-- Texto citado --
Relações entre mídias, sociedade e as origens do design de interiores no Brasil
Autora
Paula Glória Barbosa
Resumo
O discurso propagandístico das décadas de 1930, 1940 e 1950, difundido por intermédio do cinema, da televisão, de jornais e de revistas, influenciou fortemente o surgimento do Design de Interiores no Brasil. Destacam-se, nesse interim, duas passagens: a propagação do American Way of Live em solo brasileiro através das lentes do cinema e a publicidade com enfoque na disseminação do uso de eletrodomésticos veiculada na televisão, em jornais e revistas. Do exposto, este artigo apresenta uma discussão sobre a relação entre o comportamento social que se experimentava nessas três décadas e a necessidade aliada ao desejo do brasileiro de ser e de se parecer moderno, o que revela extrema preocupação das pessoas com a aparência e se reflete no gosto pelo embelezamento e pela organização dos espaços residenciais. É nesse contexto que, no Brasil, nasce a atividade de Decoração de Interiores, posteriormente denominada Design de Interiores.
Palavras-chave: Design de Interiores; mídia; sociedade; origens.
Abstract
The propaganda discourse of the 1930s, 1940s and 1950s, spread through cinema, television, newspapers and magazines, strongly influenced the emergence of Interior Design in Brazil. In the meantime, two passages stand out: the propagation of the American Way of Live on Brazilian soil through the lens of cinema and advertising focused on the dissemination of home appliance use linked to television, newspapers and magazines. This article proposes to present a discussion about the relationship between the social behavior that was experienced in these three decades and the need allied to the desire of the Brazilian to be and to look modern, which reveals extreme concern of people with the appearance and is reflected in the taste for beautification and organization of residential spaces. It is in this context that, in Brazil, the interior decoration activity was born, later called Interior Design.
Keywords: Interior Design; media; society; origins.
1. Considerações sobre a origem do Design de Interiores no Brasil[1]
A sociedade ocidental capitalista passou por um profundo processo de transformação nas primeiras décadas do século XX. Destacaram-se, nesse processo, os avanços no campo das ciências e das tecnologias, o surgimento e a afirmação da energia elétrica como principal combustível e a transformação nas relações de produção a partir da lógica de uma sociedade de consumo (SANTOS, 2009).
A consolidação estadunidense como potência mundial bélica e também econômica, aliada à – ou em função da – conjuntura de então, fez com que tal país norte-americano, por meio da faceta cultural de seu imperialismo, sutilmente impusesse seus ideais de vida ao ocidente. Disseminou-se, por meio da cultura ianque – de que é exemplo o nominado “estilo de vida estadunidense” ou, como preferem alguns, American Way of Life –, o padrão de consumo dos Estados Unidos da América para os países de seu bloco econômico, do que não escapou o Brasil.
As novas concepções de mundo oferecidas pela cultura norte-americana foram “introjetadas” na sociedade por meio de um sistema de divulgação propagandístico cujo discurso explorava os ideais de velocidade, conforto, modernidade e praticidade como fontes de felicidade e prosperidade (SANTOS, 2009). Nesse contexto, “(…) a expansão dos meios de comunicação também contribuiu com as mudanças nos modos de vida, promovendo, no Brasil, a cultura consumista adotada nos Estados Unidos” (MOREIRA, 2006, p.47).

-- Enunciado 1 --
Cite, do artigo sobre as origens do design de interiores no Brasil, tudo o que vai de "Keywords: Interior Design;" até "consumo (SANTOS, 2009).".
-- Enunciado 2 --
No artigo sobre as origens do design de interiores no Brasil, quais ideais o discurso propagandístico explorava como fontes de felicidade e prosperidade?
-- Enunciado 3 --
Prossiga com o artigo sobre as origens do design de interiores no Brasil a partir do ponto em que ele termina.
Os registros não serão necessários.

-- Registros de dados --
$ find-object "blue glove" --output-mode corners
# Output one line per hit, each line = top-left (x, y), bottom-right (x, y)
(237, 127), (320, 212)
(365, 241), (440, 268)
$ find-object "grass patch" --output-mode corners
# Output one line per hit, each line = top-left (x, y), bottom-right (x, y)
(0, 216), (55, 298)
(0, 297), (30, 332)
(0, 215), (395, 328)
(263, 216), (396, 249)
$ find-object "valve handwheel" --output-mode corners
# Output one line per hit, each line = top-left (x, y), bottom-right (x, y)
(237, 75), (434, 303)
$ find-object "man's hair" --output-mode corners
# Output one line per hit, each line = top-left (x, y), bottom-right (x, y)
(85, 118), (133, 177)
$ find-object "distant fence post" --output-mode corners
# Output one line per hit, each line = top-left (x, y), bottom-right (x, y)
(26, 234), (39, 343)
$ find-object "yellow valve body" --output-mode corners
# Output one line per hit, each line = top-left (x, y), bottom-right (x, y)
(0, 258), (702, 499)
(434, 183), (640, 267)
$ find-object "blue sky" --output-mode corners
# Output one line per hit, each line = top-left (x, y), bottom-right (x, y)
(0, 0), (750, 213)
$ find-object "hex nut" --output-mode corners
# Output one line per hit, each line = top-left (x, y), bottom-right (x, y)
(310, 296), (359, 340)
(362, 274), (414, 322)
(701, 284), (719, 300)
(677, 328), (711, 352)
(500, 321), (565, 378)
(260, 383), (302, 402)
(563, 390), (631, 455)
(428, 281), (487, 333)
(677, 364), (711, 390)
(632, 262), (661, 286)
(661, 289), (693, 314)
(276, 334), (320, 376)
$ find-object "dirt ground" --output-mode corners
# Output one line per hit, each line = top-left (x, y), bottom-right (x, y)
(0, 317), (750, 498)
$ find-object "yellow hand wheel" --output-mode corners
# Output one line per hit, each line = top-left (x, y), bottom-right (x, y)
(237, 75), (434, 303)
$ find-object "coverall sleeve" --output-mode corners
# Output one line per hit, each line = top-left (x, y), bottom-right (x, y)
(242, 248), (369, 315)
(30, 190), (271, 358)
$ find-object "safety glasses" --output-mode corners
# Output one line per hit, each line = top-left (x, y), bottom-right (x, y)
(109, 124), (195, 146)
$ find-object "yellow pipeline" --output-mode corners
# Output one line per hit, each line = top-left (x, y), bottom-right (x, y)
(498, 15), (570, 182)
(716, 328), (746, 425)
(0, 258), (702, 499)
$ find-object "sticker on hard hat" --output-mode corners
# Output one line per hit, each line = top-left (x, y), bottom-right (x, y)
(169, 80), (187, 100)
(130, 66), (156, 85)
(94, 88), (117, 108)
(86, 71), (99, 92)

-- Resposta esperada 1 --
Keywords: Interior Design; media; society; origins.
1. Considerações sobre a origem do Design de Interiores no Brasil[1]
A sociedade ocidental capitalista passou por um profundo processo de transformação nas primeiras décadas do século XX. Destacaram-se, nesse processo, os avanços no campo das ciências e das tecnologias, o surgimento e a afirmação da energia elétrica como principal combustível e a transformação nas relações de produção a partir da lógica de uma sociedade de consumo (SANTOS, 2009).

-- Resposta esperada 2 --
Velocidade, conforto, modernidade e praticidade.

-- Resposta esperada 3 --
Se também a cultura dos Estados Unidos era um importante produto de exportação, foi ela um dos principais fatores determinantes da chegada, em solo brasileiro, dos novos produtos de consumo, os made in USA.
Também por mimetismo – mas, igualmente, frise-se, pela justa busca por praticidade e conforto, que eram reais, e não apenas ilusórios –, passou-se, no Brasil – em especial nas cidades de Belo Horizonte, Rio de Janeiro e São Paulo das décadas de 1930, 1940 e 1950 – a ansiar não só a cultura estadunidense: os produtos industriais norte-americanos, aí incluídos os então recentes eletrodomésticos, passaram a ser objeto do desejo dos lares em que se podia arcar com esse futuro, que à época se fazia concretamente presente (DANTAS; NEGRETE, 2015; MOREIRA, 2006).
Referido contexto profuso de artefatos, móveis e eletrodomésticos, somado à valorização da vida social que se aflorava nesse período, acarretou a transformação dos espaços do lar, em que as relações pessoais e as práticas se tornaram radicalmente diferentes de épocas anteriores (MOREIRA, 2006; SANTOS, 2009). O ambiente doméstico, por isso, necessitou ser adaptado a esses novos objetos e costumes, de modo que os mesmos, da melhor e mais natural forma possível, integrassem na moradia.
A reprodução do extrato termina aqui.